(SET TASKS)
(1) According to the recruiting column, how many in-state recruits did Georgia sign in its five classes from 2019 through 2023?
(2) Duplicate the passage of the recruiting column starting with "Yet the foundation" and going on through "18 Ohio players.".

(PROVIDED TEXT)
>>>>

Over the past five years, the average national ranking of Georgia’s recruiting classes is 2.3. Over the same time period, UK’s signing classes have averaged a ranking of 24.8.

If depth charts hold up this weekend at Dooley Field at Sanford Stadium, this is how the Wildcats and Bulldogs will line up:

Of Georgia’s 22 starters, there will be two five-star recruits, 16 four-star recruits and four three-star recruits.

Among Kentucky’s 22 starters, there will be 11 four-star recruits and 11 three-star recruits (the Rivals.com recruiting database is the source for prospect rankings used in this column).

Yet even with that disparity in recruiting stars, Saturday night’s showdown of ranked teams will be the third meeting in the past six seasons between Mark Stoops’ Wildcats (5-0, 2-0 SEC) and Kirby Smart’s Bulldogs (5-0, 2-0 SEC) in which the top place in the SEC East standings is at stake.

In the context of recruiting, the paths that the Wildcats and Bulldogs programs take to keep ending up playing for the East Division lead are starkly different.

Fact is, Stoops and UK face a much steeper climb to put themselves in position to play for first place in the division than what is encountered by Smart — or any Dawgs head coach.

In building Georgia into the reigning, back-to-back national championship-winning program, Smart has been able to recruit, literally, from coast-to-coast. Star tight end Brock Bowers is from Napa, California; starting offensive lineman Xavier Truss is from Warwick, Rhode Island.

Yet the foundation of the Bulldogs’ football success starts with something Kentucky does not have — a bountiful in-state recruiting base.

Over its five recruiting classes from 2019 through 2023, Georgia signed 42 in-state recruits.

In the same five-year period, Kentucky inked 24 home-grown prospects.

What has allowed Stoops and UK to nevertheless face Georgia for high stakes with regularity in recent seasons can be attributed, broadly, to Kentucky’s recruiting resourcefulness.

Early in the Stoops coaching tenure, the UK head man and his ace recruiter, Vince Marrow, relied heavily on their home state of Ohio.

The first six recruiting classes inked by Stoops and Marrow, each a Youngstown, Ohio, product, contained a combined 41 players from the Buckeye State.

In Kentucky’s five most-recent recruiting classes, however, the Cats have signed only a combined 18 Ohio players.

To a degree unusual in UK’s modern football history, Stoops and his staff have been able to establish secondary recruiting pipelines into areas not traditionally mined by Wildcats recruiters.

<<<<

[Stored items from a collection]
>>>>

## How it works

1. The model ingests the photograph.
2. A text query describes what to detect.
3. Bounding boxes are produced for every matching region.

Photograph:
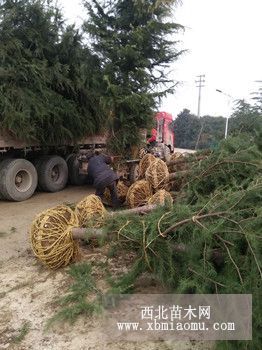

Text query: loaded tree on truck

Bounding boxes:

<<<<
>>>>

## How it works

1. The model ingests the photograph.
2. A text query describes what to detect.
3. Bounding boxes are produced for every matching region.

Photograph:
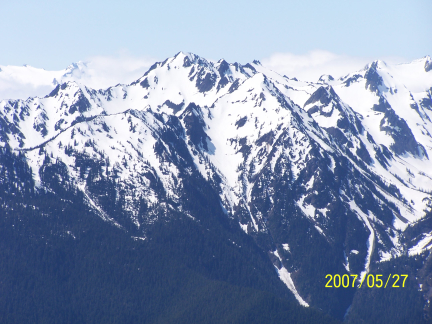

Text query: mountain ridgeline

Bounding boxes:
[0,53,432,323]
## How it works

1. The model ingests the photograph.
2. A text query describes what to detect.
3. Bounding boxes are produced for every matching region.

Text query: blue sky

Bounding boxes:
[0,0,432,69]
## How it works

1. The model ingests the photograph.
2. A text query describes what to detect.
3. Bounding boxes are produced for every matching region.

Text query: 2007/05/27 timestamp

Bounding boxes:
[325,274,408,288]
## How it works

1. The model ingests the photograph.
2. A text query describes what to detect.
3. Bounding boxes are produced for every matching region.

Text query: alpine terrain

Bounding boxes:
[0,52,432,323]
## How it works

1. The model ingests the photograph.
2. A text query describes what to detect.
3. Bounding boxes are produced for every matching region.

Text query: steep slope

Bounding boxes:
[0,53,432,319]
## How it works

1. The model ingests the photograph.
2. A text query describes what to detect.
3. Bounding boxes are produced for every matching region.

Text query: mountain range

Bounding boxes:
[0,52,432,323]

<<<<

(TASK ANSWERS)
(1) 42

(2)
Yet the foundation of the Bulldogs’ football success starts with something Kentucky does not have — a bountiful in-state recruiting base.

Over its five recruiting classes from 2019 through 2023, Georgia signed 42 in-state recruits.

In the same five-year period, Kentucky inked 24 home-grown prospects.

What has allowed Stoops and UK to nevertheless face Georgia for high stakes with regularity in recent seasons can be attributed, broadly, to Kentucky’s recruiting resourcefulness.

Early in the Stoops coaching tenure, the UK head man and his ace recruiter, Vince Marrow, relied heavily on their home state of Ohio.

The first six recruiting classes inked by Stoops and Marrow, each a Youngstown, Ohio, product, contained a combined 41 players from the Buckeye State.

In Kentucky’s five most-recent recruiting classes, however, the Cats have signed only a combined 18 Ohio players.